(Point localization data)
-=-=-

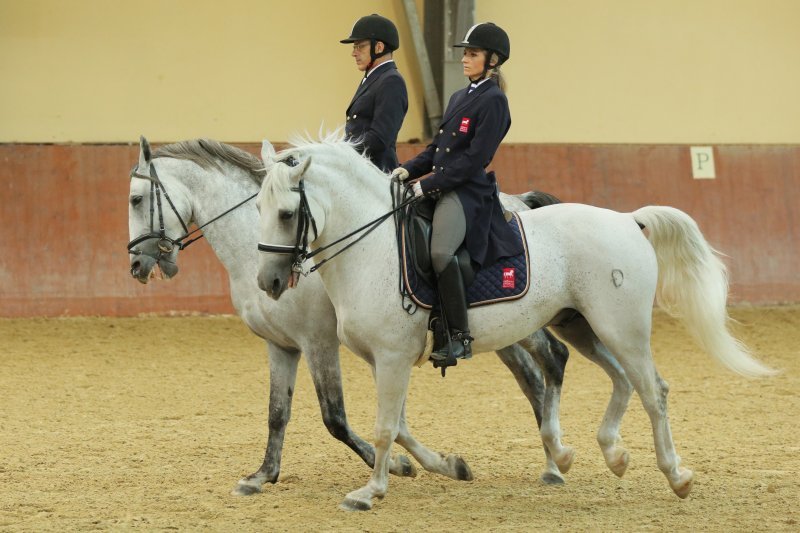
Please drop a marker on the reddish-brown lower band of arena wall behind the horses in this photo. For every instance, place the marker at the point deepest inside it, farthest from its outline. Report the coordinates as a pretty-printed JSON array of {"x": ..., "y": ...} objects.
[{"x": 63, "y": 219}]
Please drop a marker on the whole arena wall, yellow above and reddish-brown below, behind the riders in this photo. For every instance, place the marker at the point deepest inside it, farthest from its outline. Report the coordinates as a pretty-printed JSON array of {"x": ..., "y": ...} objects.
[{"x": 606, "y": 98}]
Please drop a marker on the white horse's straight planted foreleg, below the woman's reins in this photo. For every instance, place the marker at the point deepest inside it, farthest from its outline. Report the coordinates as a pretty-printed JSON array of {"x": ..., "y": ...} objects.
[{"x": 391, "y": 377}]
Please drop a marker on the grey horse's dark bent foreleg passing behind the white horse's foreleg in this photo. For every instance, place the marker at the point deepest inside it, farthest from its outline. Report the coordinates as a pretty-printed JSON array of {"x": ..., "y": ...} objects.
[{"x": 323, "y": 363}]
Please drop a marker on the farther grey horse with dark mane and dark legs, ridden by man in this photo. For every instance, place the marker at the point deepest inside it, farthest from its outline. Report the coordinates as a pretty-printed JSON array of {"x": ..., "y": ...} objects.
[{"x": 197, "y": 181}]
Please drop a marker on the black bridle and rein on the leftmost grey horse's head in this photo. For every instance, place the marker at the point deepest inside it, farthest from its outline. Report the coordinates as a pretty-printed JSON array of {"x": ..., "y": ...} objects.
[{"x": 165, "y": 244}]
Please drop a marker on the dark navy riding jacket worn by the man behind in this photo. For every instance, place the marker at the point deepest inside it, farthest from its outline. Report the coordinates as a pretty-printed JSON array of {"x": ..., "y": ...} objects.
[{"x": 376, "y": 113}]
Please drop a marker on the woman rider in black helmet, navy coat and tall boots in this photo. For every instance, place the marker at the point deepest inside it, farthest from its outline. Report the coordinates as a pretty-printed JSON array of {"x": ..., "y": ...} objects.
[{"x": 468, "y": 208}]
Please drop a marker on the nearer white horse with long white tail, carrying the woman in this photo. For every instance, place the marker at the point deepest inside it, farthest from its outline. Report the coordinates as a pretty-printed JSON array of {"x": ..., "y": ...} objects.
[{"x": 593, "y": 261}]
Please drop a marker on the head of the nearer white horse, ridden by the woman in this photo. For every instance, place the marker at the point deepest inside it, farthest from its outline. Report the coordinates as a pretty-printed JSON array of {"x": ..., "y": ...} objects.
[{"x": 290, "y": 221}]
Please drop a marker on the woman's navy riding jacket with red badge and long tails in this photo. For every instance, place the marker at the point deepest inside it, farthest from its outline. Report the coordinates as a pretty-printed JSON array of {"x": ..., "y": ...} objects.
[{"x": 472, "y": 128}]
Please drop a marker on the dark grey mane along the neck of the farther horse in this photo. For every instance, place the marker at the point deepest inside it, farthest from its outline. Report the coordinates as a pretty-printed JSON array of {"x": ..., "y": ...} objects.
[{"x": 207, "y": 153}]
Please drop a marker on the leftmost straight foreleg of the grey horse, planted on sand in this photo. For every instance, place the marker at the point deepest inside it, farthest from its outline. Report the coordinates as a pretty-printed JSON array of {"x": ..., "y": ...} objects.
[{"x": 282, "y": 376}]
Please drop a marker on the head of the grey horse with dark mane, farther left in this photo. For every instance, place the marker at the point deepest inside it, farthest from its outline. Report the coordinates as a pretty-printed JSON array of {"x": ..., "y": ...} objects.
[{"x": 153, "y": 221}]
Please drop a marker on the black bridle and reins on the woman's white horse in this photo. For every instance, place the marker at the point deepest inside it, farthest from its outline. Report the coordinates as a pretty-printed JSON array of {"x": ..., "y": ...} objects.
[{"x": 300, "y": 252}]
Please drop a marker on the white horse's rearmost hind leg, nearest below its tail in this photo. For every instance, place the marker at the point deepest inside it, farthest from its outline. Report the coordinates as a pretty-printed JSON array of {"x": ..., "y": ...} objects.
[{"x": 631, "y": 343}]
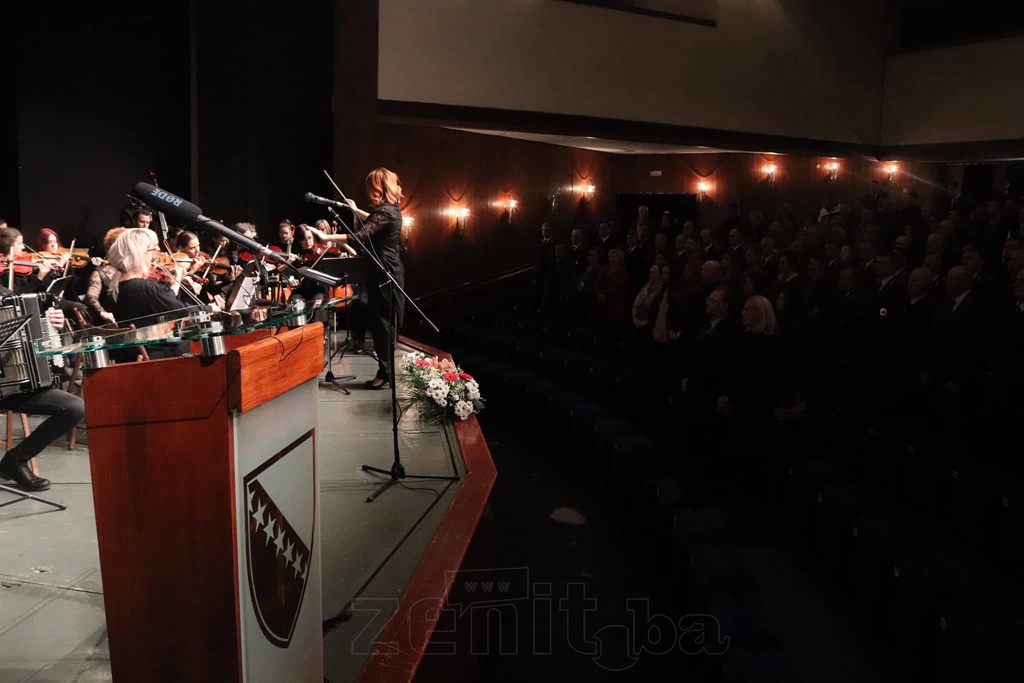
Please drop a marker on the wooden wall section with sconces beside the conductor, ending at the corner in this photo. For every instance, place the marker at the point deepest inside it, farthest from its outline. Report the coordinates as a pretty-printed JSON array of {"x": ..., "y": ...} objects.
[{"x": 445, "y": 170}]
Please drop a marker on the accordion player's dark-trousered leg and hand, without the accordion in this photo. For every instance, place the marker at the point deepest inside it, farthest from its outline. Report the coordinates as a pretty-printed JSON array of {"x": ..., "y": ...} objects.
[{"x": 65, "y": 411}]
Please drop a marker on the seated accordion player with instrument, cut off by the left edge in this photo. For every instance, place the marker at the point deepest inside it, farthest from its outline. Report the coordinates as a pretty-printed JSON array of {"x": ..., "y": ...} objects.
[{"x": 27, "y": 387}]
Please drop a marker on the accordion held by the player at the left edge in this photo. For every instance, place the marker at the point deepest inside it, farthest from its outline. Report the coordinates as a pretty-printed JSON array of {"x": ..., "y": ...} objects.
[{"x": 21, "y": 370}]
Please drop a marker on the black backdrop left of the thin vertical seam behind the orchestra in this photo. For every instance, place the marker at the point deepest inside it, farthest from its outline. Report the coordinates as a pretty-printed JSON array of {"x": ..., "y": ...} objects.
[{"x": 101, "y": 99}]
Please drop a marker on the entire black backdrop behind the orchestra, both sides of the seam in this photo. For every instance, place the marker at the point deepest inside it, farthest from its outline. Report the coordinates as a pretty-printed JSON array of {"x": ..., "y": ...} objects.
[{"x": 102, "y": 98}]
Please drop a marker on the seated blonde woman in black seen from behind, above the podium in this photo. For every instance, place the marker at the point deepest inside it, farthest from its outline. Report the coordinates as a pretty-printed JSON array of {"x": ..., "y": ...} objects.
[{"x": 136, "y": 294}]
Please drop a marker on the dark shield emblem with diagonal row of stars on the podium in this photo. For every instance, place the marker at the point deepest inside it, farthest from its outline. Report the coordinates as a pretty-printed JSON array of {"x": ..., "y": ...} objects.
[{"x": 280, "y": 500}]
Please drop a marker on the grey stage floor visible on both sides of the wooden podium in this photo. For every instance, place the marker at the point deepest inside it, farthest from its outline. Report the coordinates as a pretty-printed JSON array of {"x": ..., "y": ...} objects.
[{"x": 52, "y": 606}]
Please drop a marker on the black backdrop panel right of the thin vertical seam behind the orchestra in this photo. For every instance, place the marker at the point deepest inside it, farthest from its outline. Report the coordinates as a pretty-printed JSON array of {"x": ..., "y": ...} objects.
[{"x": 264, "y": 109}]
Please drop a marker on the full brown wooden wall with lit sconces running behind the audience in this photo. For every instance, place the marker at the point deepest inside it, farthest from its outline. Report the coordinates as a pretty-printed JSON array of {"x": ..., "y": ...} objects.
[{"x": 445, "y": 170}]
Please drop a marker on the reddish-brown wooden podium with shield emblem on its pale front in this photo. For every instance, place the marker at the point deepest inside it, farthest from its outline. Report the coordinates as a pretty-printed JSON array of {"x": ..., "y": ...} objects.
[{"x": 205, "y": 483}]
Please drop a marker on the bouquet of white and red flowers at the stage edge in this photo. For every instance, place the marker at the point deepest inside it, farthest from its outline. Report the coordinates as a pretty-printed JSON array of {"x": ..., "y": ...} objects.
[{"x": 439, "y": 389}]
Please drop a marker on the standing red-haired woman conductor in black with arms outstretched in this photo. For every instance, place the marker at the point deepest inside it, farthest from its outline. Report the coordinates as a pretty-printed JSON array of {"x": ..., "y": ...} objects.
[{"x": 381, "y": 232}]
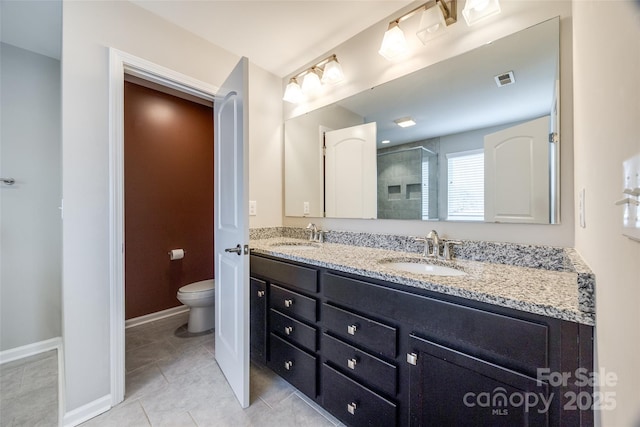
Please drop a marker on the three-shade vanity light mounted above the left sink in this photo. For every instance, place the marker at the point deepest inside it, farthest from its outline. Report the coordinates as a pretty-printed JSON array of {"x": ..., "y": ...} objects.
[{"x": 327, "y": 71}]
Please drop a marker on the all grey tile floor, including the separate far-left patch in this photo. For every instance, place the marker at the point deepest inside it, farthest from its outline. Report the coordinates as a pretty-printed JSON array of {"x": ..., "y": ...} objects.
[{"x": 172, "y": 379}]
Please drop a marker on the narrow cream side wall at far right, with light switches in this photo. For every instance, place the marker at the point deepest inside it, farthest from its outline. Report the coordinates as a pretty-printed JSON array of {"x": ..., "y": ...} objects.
[{"x": 607, "y": 129}]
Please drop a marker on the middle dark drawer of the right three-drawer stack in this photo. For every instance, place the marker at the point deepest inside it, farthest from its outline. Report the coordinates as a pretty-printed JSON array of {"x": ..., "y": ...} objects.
[{"x": 366, "y": 368}]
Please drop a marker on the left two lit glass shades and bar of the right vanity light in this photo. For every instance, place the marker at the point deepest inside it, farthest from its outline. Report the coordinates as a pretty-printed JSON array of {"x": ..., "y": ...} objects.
[{"x": 436, "y": 16}]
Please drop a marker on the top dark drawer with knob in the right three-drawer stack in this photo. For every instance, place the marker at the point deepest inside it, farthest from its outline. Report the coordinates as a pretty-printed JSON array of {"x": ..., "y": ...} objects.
[{"x": 374, "y": 336}]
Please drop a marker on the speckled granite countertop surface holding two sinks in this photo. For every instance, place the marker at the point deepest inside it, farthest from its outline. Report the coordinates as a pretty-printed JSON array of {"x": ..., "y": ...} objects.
[{"x": 550, "y": 293}]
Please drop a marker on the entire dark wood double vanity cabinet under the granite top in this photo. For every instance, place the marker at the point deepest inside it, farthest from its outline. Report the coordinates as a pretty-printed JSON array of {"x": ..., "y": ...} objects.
[{"x": 375, "y": 353}]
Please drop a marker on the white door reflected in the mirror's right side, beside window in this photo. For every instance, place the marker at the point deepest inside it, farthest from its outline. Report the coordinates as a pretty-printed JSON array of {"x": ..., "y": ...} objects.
[{"x": 517, "y": 174}]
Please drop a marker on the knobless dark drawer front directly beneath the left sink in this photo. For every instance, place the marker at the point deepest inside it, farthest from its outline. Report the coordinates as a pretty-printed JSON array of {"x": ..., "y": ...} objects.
[{"x": 295, "y": 276}]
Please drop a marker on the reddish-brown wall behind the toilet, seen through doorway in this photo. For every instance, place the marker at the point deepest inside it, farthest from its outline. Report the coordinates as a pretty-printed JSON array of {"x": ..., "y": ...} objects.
[{"x": 168, "y": 173}]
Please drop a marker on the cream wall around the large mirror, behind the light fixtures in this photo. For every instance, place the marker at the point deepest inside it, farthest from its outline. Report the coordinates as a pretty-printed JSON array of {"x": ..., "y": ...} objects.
[{"x": 364, "y": 68}]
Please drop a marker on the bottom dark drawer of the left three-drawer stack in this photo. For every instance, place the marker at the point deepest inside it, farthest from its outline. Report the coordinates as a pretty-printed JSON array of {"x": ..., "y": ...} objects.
[{"x": 294, "y": 365}]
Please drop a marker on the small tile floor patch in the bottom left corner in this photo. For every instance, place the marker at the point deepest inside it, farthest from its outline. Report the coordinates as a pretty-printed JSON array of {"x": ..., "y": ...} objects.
[{"x": 29, "y": 391}]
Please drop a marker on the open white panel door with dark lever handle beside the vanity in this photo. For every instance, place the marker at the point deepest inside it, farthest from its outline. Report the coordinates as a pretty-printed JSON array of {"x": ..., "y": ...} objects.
[{"x": 232, "y": 232}]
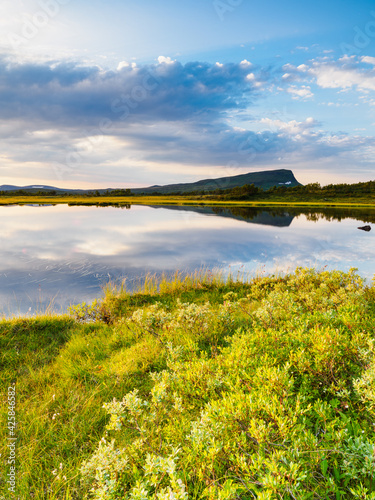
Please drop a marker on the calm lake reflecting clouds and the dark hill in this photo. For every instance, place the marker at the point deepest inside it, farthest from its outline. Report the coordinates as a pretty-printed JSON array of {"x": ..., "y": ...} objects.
[{"x": 64, "y": 255}]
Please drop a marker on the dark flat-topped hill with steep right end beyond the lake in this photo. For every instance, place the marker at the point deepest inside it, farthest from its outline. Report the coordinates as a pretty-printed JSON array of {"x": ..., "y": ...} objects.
[{"x": 264, "y": 180}]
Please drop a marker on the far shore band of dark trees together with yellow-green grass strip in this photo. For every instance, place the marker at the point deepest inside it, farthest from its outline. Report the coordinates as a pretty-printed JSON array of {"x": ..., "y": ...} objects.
[{"x": 359, "y": 194}]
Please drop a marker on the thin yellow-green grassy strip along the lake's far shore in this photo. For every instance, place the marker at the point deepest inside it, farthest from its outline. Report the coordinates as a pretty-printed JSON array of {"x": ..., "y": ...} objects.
[{"x": 298, "y": 201}]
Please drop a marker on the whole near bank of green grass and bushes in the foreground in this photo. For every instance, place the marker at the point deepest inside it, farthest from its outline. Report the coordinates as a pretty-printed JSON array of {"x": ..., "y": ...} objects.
[{"x": 211, "y": 389}]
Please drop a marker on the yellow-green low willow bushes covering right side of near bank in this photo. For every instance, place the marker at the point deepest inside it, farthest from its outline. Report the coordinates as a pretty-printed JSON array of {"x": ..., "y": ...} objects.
[{"x": 263, "y": 390}]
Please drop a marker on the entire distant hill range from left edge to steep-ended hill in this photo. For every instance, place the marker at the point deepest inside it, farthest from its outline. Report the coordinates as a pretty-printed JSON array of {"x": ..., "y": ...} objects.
[{"x": 264, "y": 180}]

-=-=-

YOUR INSTRUCTIONS
Return the lines beginning at the one that contains "Please drop a marker on the yellow-green" and continuing through the last line of the data, exactly as they stand and without any others.

OUTPUT FOR THIS EXERCISE
Please drop a marker on the yellow-green low willow bushes covering right side of near bank in this photo. For every instance, place the marker at the point deepest inside it, farthest from its outline. Report the coordinates as a pretty-printed JSON array of {"x": ..., "y": ...} objects.
[{"x": 263, "y": 390}]
Please drop a marker on the entire distant hill range from left edge to steep-ended hill in this photo. For every instance, place the marker at the point deepest inside it, farthest from its outline. Report the coordinates as a pretty-printed JSON array of {"x": ..., "y": ...} objects.
[{"x": 264, "y": 180}]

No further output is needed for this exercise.